### EXCERPT PROVIDED
══════════

From a New York Times news article about health care legislation making its way through Congress:
For years, Congress has had to settle for temporary patches to prevent deep cuts in Medicare payments to doctors, like a 21 percent cut scheduled to take effect April 1 if Congress does not intervene.
The House measure would permanently remove the threat of such cuts, and would require some higher-income Medicare beneficiaries to pay higher premiums, a change Republicans hail as a major reform.
Who are these "higher-income" Medicare beneficiaries? A section-by-section summary of the bill makes clear that the hit starts with seniors who have modified adjusted gross income (MAGI) as low as $133,501. Now that Republicans have identified anyone with income above $133,501 as part of the "rich" to be milked for more money to fund government spending on doctors (like Mount Sinai's $4.8 million cardiologist), what's to stop Democrats from using that concession to justify further tax increases on that group? Why do Republicans think it's fine to raise someone's Medicare premium based on their income, but not to raise their taxes? It seems like an awfully fine distinction.
The Republican "doc fix" bill, supported by Minority Leader Pelosi but apparently in trouble with Harry Reid and his Senate Democrats, runs to 263 pages. At this writing it doesn't appear to have been scored by the Congressional Budget Office, but no matter, because the bill's final provision provides that its budgetary effects are excluded from statutory "pay as you go" scorecards.

══════════

### SOURCE MATERIAL
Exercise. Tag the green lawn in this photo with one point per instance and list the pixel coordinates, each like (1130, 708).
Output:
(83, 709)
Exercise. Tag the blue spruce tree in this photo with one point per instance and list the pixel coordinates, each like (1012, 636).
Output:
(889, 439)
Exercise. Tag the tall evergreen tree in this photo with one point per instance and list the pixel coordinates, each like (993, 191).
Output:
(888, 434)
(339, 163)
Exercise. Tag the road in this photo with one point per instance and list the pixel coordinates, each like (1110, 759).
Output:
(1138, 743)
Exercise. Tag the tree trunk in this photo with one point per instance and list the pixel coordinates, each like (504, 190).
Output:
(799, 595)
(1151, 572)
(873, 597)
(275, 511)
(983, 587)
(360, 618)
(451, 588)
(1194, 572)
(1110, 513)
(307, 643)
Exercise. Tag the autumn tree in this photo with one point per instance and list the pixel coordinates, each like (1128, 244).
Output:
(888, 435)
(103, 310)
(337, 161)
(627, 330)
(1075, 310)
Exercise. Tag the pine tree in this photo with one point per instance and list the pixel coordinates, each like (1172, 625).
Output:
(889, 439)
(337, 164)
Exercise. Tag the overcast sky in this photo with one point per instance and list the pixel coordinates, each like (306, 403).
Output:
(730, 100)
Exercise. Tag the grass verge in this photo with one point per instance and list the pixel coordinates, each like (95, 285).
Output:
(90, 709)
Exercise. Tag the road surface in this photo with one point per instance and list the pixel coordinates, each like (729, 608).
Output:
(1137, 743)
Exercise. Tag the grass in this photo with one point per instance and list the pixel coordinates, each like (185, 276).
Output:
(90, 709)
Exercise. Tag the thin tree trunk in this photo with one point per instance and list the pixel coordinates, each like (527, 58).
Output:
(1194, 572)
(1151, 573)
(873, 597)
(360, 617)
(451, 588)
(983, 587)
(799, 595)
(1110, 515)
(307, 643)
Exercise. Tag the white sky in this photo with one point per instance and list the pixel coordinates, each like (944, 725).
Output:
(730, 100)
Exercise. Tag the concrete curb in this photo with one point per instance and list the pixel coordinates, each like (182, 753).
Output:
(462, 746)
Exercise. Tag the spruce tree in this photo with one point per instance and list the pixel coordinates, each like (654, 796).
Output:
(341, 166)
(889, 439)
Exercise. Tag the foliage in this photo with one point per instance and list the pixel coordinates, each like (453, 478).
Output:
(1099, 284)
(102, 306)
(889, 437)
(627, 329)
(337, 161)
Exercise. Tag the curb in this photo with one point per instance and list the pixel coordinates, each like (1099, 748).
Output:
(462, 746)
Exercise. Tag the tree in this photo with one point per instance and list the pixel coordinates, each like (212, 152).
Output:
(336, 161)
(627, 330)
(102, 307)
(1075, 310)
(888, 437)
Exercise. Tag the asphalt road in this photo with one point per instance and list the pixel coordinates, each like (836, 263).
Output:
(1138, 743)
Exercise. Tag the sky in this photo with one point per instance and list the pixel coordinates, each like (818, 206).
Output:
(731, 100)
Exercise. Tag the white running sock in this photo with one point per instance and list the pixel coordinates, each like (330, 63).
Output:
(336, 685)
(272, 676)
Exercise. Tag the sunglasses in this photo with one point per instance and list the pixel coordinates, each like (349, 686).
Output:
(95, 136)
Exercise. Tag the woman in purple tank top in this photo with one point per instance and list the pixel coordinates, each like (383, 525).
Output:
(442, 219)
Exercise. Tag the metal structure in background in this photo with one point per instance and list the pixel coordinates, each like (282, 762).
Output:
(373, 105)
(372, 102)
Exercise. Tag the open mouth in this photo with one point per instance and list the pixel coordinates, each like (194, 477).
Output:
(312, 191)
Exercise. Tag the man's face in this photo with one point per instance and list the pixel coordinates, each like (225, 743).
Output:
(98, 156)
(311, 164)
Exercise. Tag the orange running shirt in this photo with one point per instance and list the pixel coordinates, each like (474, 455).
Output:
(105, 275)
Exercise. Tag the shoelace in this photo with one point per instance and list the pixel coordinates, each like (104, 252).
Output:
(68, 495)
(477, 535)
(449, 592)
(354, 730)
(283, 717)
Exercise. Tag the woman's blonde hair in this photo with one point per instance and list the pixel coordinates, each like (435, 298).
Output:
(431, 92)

══════════

### WORK REQUEST
In the piece on the Medicare "doc fix" bill, what is the lowest modified adjusted gross income at which the higher premiums begin? The data have no connection to the text above.

### ANSWER SECTION
$133,501